WHAT NEEDS TO BE DONE: Ignoring the pictures, copy the data exactly.

### SOURCE RECORDS

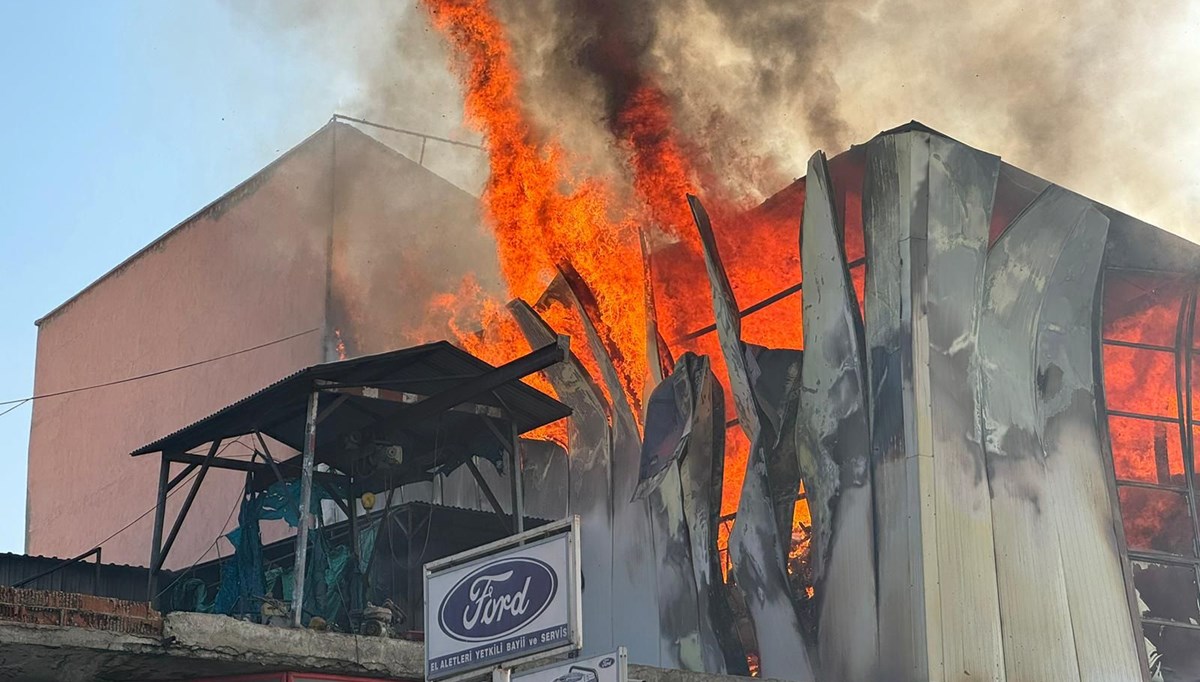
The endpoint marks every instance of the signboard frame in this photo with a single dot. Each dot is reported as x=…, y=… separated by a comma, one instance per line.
x=570, y=587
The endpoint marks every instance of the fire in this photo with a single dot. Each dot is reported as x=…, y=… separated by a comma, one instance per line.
x=1145, y=319
x=540, y=215
x=547, y=222
x=340, y=347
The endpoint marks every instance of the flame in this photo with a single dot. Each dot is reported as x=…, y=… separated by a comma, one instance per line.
x=1143, y=322
x=539, y=214
x=546, y=221
x=340, y=347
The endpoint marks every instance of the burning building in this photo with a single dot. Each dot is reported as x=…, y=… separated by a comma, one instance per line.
x=919, y=416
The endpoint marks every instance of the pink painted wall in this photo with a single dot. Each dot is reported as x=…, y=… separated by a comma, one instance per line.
x=401, y=237
x=247, y=269
x=253, y=267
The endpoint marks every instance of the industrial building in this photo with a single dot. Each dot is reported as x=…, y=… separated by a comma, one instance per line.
x=961, y=448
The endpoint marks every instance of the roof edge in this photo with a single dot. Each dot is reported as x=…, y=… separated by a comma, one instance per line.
x=184, y=222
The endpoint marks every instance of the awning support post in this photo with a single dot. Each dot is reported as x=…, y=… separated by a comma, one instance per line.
x=310, y=448
x=160, y=514
x=517, y=485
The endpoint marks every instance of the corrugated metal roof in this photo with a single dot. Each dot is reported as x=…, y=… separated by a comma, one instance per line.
x=280, y=410
x=119, y=581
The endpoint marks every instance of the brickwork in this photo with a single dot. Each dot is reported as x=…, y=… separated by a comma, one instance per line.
x=43, y=608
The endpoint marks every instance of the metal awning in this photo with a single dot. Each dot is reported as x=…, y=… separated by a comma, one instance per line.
x=382, y=389
x=376, y=423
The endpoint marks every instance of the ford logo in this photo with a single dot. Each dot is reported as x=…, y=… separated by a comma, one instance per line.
x=497, y=599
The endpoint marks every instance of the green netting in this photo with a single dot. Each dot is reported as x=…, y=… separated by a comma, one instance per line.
x=244, y=582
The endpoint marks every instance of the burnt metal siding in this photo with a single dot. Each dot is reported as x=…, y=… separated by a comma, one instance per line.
x=117, y=581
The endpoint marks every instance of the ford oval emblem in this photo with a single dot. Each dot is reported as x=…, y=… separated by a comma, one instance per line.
x=498, y=598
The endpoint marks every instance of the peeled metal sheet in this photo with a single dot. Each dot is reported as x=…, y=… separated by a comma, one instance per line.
x=701, y=472
x=893, y=215
x=1033, y=608
x=1107, y=639
x=667, y=429
x=775, y=384
x=961, y=185
x=647, y=591
x=755, y=544
x=832, y=426
x=591, y=480
x=682, y=470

######

TASK OUTPUT:
The endpoint marks every instance of the signboard frame in this photo with a single dot. Each dot is reported as x=…, y=… separated by a comma, one instance per line.
x=570, y=587
The endpoint marks every instance of the fire in this photo with a single dot. Each dot is reported as x=…, y=… separated by a comma, one instance per line.
x=1145, y=319
x=540, y=215
x=547, y=222
x=340, y=347
The endpoint marks every instance of the flame in this photo with a single dot. Each dot is reported as x=…, y=… separated by a comma, one instance per line.
x=1143, y=322
x=539, y=214
x=546, y=221
x=340, y=347
The endpoint marks every instance of the burning building in this photo with a single dot. Each dot is reported as x=…, y=… separated by a comma, one instance per line.
x=919, y=416
The endpoint marks every instance of the pink painted wall in this photo with a single dot. Each dot is reported as x=…, y=… separated by a comma, one instance per line.
x=401, y=237
x=247, y=269
x=253, y=267
The endpoint marks every instance of the industrial building in this photo with a single dot. Each dot is reported as x=…, y=… separated by a comma, one instance per line.
x=961, y=448
The endpoint marks every instance of the roof edge in this photo with a single dot. Each dot is reported as x=…, y=… separated by a comma, one instance per line.
x=184, y=222
The endpoint marks every instance of the awning support post in this photo with a single dot. Each dot is reported as x=…, y=… separated by a comma, one instance per line.
x=310, y=448
x=160, y=514
x=517, y=485
The endpoint marks every instance of the corrugated metal roof in this photo with a single dot. Each dot is reported as x=…, y=… separated by a comma, one instance per line.
x=280, y=410
x=119, y=581
The endpoint marks every instance of the brickwork in this photo with a single dot. Each dot is reported as x=…, y=… separated by a comma, one instance per line.
x=43, y=608
The endpoint marks every instance of the metal awning in this photo with a single dot. Each dot is reported as x=…, y=… separated by a comma, one instance per line.
x=382, y=389
x=376, y=423
The endpoint marks every instance of the ford logo in this photo with a single dot. Each dot is reported as x=…, y=… separated by a comma, one instance per line.
x=497, y=599
The endpoint marks every instance of the green netting in this photo with a single dot. Each dot is reported as x=…, y=… separated by a comma, one instance per line.
x=244, y=582
The endpoint marks every instance of the burnt metal siding in this photo with a single dot. Each dot is reported as x=…, y=… separated by a comma, one instance per line.
x=117, y=581
The endpoint marks every instance of the ford oval emblem in this photo with a single dot. Each dot is reported as x=…, y=… separated by a comma, one instance per line.
x=498, y=598
The endpoint marks every instance of the peeled metal sheet in this photo with a single dot. Each dot is reported as x=…, y=… separated by a comma, one instance per line.
x=701, y=472
x=893, y=215
x=1033, y=608
x=1107, y=639
x=667, y=429
x=775, y=384
x=961, y=185
x=647, y=591
x=755, y=544
x=832, y=426
x=591, y=480
x=682, y=470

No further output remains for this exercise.